Reading text –
=== Begin Enclosure ===

If your relationship has any feelings of resentment or bitterness, either of you feel stuck in a negative outlook about each other, unable to think about shared futures or unable to look back fondly on positive experiences and memories you’ve shared together, it could be beneficial to go to therapy. Many relationships can benefit from learning new and alternative communication skills through the therapeutic process, even if they are not currently experiencing relationship issues. When you find the right tools to fight fairly, you can end up learning more about your partner and feeling more connected, instead of left feeling misunderstood and disconnected. A couple’s therapist can give an equalized space to bring up the hot button issues, enforce calm and coping skills to eliminate further escalations, guide understanding of each partner’s different perspectives and give opportunities and options for repair and resolve. Additionally, if your fighting is affecting other members of the family, or they are being involved, it could also be beneficial to consult with a family therapist.
Your fights are disrespectful
If your fights contain any physical/mental/emotional abuse, throwing things, hurling insults or mocking one another, you are not respecting each other. Be intentional about respecting each other’s time, space, and feelings. Be mindful if these negative behaviors start to form a pattern – address them before they become a dealbreaker. Stop being judgmental and start being more sentimental! Leave name-calling on the playground! Take a pause before you say something you and your partner will regret. Ask for a break when you need it. If neither of you takes a break, you are not respecting yourselves or each other. Focus on yourself and your own thoughts and feelings during arguments instead of accusing your partner and causing unnecessary damage along the way. If you feel disconnected, it could be because your physical bodies are facing away from each other or holding up physical barriers. In most cases, if your partner’s body language is turning away from you, you’ve lost their attention and respect. Talk about what feels uncomfortable when it is happening and find ways to compromise to a safe and equal environment.
You have trouble listening to each other
Many couples report that a big red flag for them is a partner that cannot listen. Common reasons couples report not listening are because they feel criticized or blamed and want to defend themselves, or they are distracted by other activities like hobbies or work. Make sure they are ready for a discussion by asking for their time for a talk. One may feel that their partner just needs a question answered and may pause their activity briefly, but if you need more time, be sure to ask for it. You can help your partner feel heard by validating their experiences, reflecting back to them what they reveal to you, and asking deeper open-ended questions to have them divulge more for you to understand their position. Listen to understand, don’t wait to speak. If your partner is coming to you with a concern, take a moment to listen to their perspective before indulging in the urge to be defensive or push the blame.
Your arguments start leading toward resentment
Gottman suggests, and verified through his research, that contempt and resentment are the leading causes of breakup and divorce. When you feel resentment towards your partner, you are rooted in bitterness and believe you’ve been treated unfairly. Resentment builds by not addressing these concerns and feelings of discomfort with your mind’s culprit. If the other person in the fight is the enemy, negative thoughts and emotions run high and things may be said out of spite or frustration. If you become stuck in this negative perspective of your partner, the relationship will not be able to last without help and intentional change.

=== End Enclosure ===

Activity –
From the text on couples' fights, copy the part starting with "Your arguments start" and going on through "and intentional change.", swapping "partner" for "spouse" everywhere it appears.

Data extract –
=== Begin Enclosure ===

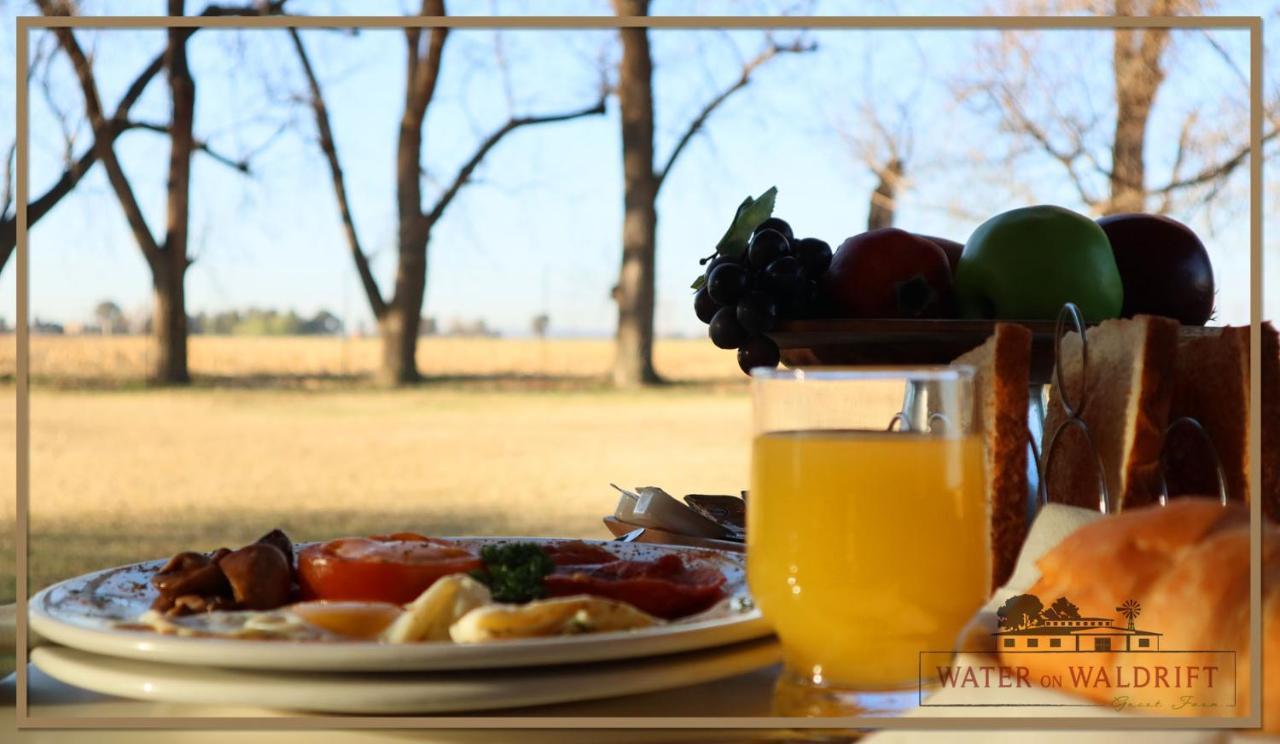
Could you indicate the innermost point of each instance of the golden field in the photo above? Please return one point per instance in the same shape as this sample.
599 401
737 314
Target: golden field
507 437
122 359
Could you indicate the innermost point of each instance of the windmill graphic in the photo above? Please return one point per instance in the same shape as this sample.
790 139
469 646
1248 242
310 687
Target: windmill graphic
1130 610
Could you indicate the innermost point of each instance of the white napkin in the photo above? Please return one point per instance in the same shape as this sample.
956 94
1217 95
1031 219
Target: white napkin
1054 523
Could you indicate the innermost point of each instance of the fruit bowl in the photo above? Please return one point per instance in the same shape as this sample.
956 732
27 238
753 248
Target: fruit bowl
906 342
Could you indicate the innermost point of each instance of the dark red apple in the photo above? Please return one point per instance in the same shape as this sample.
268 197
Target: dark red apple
888 273
950 247
1164 268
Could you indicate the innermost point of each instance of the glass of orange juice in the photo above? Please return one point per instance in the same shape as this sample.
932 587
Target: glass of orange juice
867 529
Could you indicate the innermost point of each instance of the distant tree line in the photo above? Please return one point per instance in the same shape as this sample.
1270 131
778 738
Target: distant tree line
259 322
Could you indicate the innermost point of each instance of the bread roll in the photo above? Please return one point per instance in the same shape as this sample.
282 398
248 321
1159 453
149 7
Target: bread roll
1188 566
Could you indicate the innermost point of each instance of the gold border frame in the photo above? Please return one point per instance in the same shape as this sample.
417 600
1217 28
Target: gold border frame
1253 24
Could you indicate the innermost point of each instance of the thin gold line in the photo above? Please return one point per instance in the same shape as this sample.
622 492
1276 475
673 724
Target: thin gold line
1256 372
23 392
755 722
24 721
917 22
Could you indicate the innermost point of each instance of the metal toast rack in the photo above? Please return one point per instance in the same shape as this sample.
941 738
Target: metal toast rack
1074 405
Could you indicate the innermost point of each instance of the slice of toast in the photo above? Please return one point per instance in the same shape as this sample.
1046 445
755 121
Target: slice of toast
1129 388
1001 389
1211 384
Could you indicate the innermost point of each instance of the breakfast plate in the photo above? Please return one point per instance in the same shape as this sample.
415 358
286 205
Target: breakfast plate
400 693
97 614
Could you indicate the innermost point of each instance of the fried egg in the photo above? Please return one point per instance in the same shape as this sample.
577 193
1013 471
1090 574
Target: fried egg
542 617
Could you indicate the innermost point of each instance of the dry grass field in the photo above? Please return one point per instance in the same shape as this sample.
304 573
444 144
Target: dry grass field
508 437
96 361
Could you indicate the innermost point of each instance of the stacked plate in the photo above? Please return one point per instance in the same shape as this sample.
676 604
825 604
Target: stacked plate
83 615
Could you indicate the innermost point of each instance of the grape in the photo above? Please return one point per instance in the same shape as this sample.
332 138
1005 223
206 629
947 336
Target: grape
784 278
725 329
757 313
814 256
759 351
766 247
720 260
704 306
727 283
776 224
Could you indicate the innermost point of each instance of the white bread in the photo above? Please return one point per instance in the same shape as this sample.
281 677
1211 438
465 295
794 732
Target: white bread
1001 391
1212 386
1188 566
1129 389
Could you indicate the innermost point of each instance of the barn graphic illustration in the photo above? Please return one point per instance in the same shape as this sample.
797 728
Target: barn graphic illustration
1027 624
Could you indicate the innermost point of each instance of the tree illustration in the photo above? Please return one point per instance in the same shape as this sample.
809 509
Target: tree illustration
1020 612
1130 610
1061 608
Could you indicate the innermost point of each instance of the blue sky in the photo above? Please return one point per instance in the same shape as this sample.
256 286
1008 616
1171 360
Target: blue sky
540 227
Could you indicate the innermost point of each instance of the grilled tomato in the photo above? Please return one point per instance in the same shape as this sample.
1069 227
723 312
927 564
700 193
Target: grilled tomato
379 569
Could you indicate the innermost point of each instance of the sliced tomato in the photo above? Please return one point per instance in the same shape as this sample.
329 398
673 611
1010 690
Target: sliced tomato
379 569
664 588
577 553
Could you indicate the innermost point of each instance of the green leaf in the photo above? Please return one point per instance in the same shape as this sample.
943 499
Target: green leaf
749 215
515 571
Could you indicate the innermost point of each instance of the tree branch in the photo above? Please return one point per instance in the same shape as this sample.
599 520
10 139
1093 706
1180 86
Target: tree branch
72 176
1009 103
339 187
103 142
1214 172
492 141
233 163
700 119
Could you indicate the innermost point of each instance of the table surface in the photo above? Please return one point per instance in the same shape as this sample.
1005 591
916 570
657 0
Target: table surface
748 694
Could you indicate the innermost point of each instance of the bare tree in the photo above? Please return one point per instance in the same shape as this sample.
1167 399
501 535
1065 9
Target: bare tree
1109 167
110 318
167 258
117 124
643 179
400 315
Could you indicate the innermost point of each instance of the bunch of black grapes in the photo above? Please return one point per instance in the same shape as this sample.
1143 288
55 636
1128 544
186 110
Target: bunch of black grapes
746 296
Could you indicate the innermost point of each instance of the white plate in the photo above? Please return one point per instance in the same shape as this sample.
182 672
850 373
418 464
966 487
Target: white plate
400 693
82 614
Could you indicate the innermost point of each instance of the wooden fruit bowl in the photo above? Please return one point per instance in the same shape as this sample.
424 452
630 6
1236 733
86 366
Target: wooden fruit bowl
908 342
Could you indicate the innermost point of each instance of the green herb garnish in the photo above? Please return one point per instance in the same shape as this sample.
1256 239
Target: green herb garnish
515 571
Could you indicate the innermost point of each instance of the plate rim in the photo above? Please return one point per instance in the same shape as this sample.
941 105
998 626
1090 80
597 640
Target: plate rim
511 653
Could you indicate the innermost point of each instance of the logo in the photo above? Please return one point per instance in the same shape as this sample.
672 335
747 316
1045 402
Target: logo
1025 624
1060 656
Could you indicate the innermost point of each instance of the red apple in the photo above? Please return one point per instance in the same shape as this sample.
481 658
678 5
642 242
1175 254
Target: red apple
950 247
1164 268
888 273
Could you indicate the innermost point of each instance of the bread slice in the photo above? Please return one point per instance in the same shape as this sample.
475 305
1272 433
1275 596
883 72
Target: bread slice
1211 384
1001 389
1128 393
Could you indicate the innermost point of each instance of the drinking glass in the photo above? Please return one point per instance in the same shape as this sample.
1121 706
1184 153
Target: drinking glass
867 529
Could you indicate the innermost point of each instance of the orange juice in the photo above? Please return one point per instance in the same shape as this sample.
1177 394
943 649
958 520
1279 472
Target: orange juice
865 548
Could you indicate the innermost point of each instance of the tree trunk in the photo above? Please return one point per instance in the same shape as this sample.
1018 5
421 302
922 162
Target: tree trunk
1138 76
169 328
632 364
400 324
169 269
883 199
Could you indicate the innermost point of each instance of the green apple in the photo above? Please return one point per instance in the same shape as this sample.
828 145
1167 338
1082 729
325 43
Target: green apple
1027 263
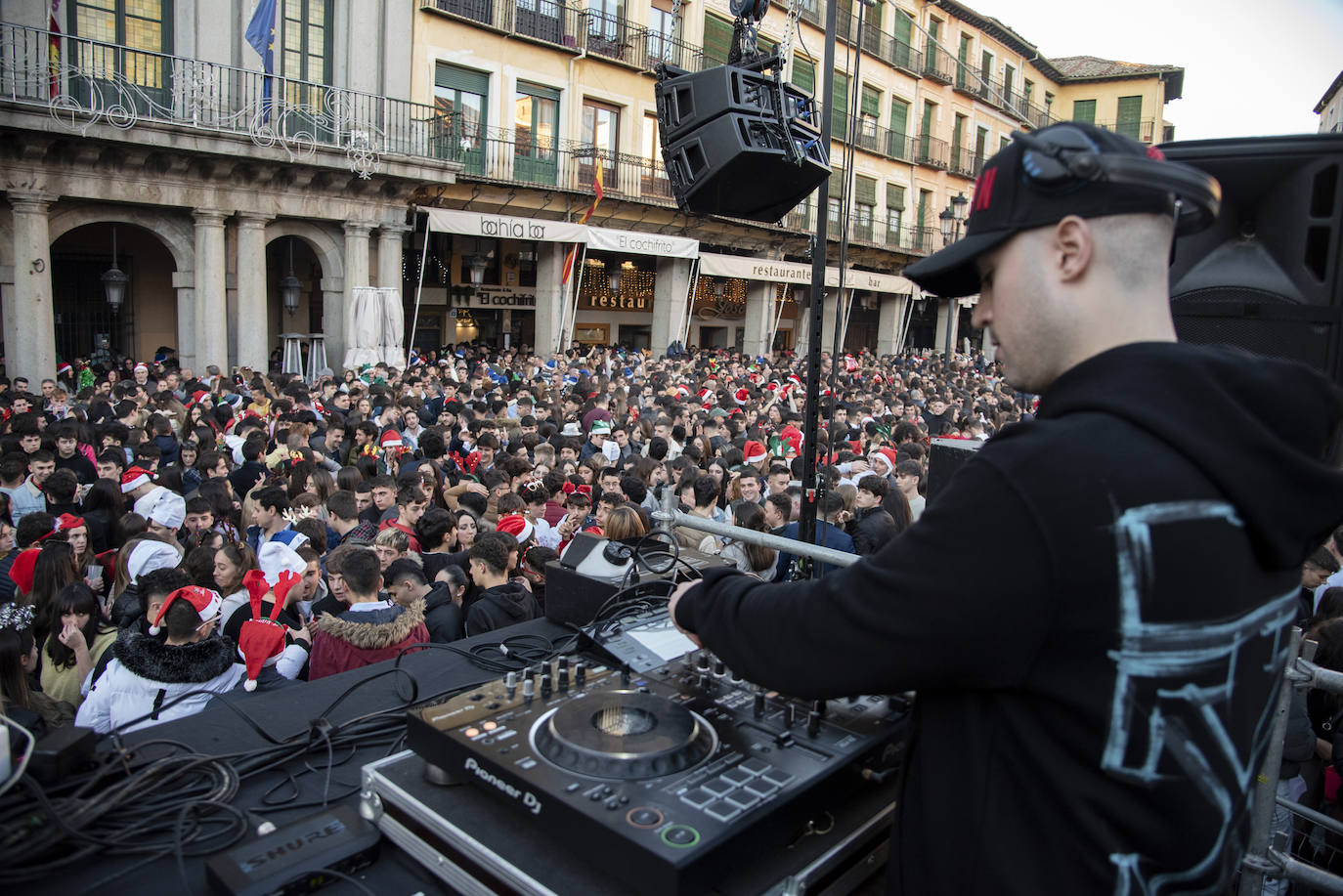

=== End Enclosure ===

Answer to this task –
Your arguments start leading toward resentment
Gottman suggests, and verified through his research, that contempt and resentment are the leading causes of breakup and divorce. When you feel resentment towards your spouse, you are rooted in bitterness and believe you’ve been treated unfairly. Resentment builds by not addressing these concerns and feelings of discomfort with your mind’s culprit. If the other person in the fight is the enemy, negative thoughts and emotions run high and things may be said out of spite or frustration. If you become stuck in this negative perspective of your spouse, the relationship will not be able to last without help and intentional change.